SET TASKS:
- a) Reproduce verbatim the part of the deployment guide starting at "### 3. Automated" and ending at "with your secrets.".
- b) Translate this sentence from the deployment guide into Spanish: "These secrets are injected into the container at runtime."
- c) In the deployment guide, list every step given under the "Setup Space" heading.

PAGE EXTRACT:
This project is configured to run on [Hugging Face Spaces](https://huggingface.co/spaces) using Docker.

### 1. Setup Space
1. Create a new Space on Hugging Face.
2. Select **Docker** as the SDK.
3. Choose the **Blank** template or upload your code.

### 2. Configure Secrets
To enable the application to pull models from DagsHub via DVC, you must configure the following **Variables and Secrets** in your Space settings:

| Name | Type | Description |
|------|------|-------------|
| `DAGSHUB_USERNAME` | Secret | Your DagsHub username. |
| `DAGSHUB_TOKEN` | Secret | Your DagsHub access token (Settings -> Tokens). |

> [!IMPORTANT]
> These secrets are injected into the container at runtime. The `scripts/start_space.sh` script uses them to authenticate DVC and pull the required model files (`.pkl`) before starting the API and GUI.

### 3. Automated Startup
The deployment follows this automated flow:
1. **Dockerfile**: Builds the environment, installs dependencies, and sets up Nginx.
2. **scripts/start_space.sh**: 
   - Configures DVC with your secrets.
   - Pulls models from the DagsHub remote.

SUPPLIED DATA:

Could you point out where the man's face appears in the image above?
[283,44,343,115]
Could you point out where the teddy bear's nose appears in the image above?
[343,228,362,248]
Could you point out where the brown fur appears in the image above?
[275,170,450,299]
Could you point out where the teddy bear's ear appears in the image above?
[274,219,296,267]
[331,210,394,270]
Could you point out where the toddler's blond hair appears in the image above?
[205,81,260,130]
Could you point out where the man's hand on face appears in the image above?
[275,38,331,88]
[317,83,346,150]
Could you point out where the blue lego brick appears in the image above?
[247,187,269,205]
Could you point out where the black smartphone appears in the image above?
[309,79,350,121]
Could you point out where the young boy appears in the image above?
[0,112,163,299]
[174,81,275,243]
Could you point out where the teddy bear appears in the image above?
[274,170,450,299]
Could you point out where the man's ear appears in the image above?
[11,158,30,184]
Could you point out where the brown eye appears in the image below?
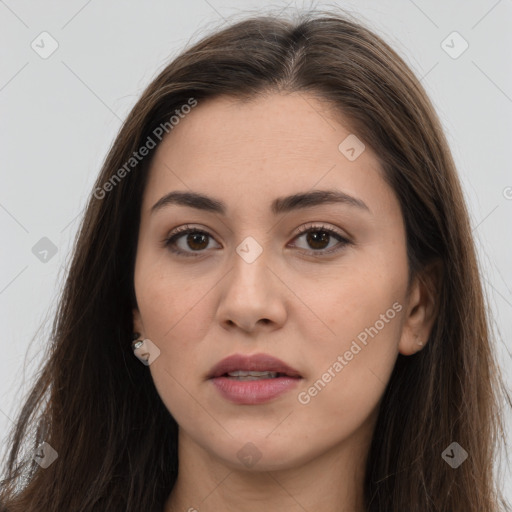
[294,226,351,256]
[164,226,220,256]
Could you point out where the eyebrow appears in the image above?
[151,190,371,215]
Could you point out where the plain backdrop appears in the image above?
[0,0,512,499]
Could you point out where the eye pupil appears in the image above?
[307,231,330,249]
[187,233,208,251]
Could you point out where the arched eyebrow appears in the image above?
[151,190,371,215]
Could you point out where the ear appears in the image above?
[132,308,146,339]
[398,260,443,356]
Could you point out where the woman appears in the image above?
[2,8,505,512]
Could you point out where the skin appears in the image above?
[133,93,433,512]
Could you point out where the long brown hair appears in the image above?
[0,10,505,512]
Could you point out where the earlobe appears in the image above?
[132,308,145,339]
[398,260,442,356]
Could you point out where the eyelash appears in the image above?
[163,225,352,258]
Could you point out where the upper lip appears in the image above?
[208,354,301,379]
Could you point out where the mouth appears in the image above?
[208,354,303,405]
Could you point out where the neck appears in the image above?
[164,426,370,512]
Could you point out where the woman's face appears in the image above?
[134,94,426,470]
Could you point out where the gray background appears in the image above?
[0,0,512,499]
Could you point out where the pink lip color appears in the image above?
[211,377,300,405]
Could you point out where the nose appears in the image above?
[217,246,287,333]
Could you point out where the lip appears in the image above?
[208,354,302,405]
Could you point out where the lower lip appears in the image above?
[211,377,301,405]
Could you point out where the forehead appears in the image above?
[144,93,398,220]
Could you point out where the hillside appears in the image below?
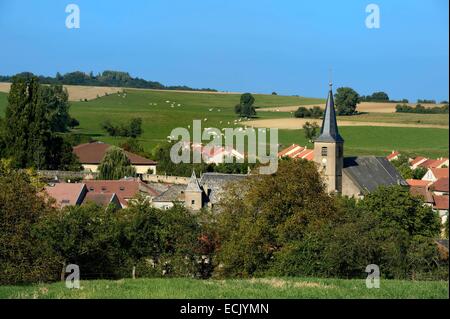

FULL ANSWERS:
- a)
### 3. Automated Startup
The deployment follows this automated flow:
1. **Dockerfile**: Builds the environment, installs dependencies, and sets up Nginx.
2. **scripts/start_space.sh**: 
   - Configures DVC with your secrets.

- b) Estos secretos se inyectan en el contenedor en tiempo de ejecución.

- c)
1. Create a new Space on Hugging Face.
2. Select Docker as the SDK.
3. Choose the Blank template or upload your code.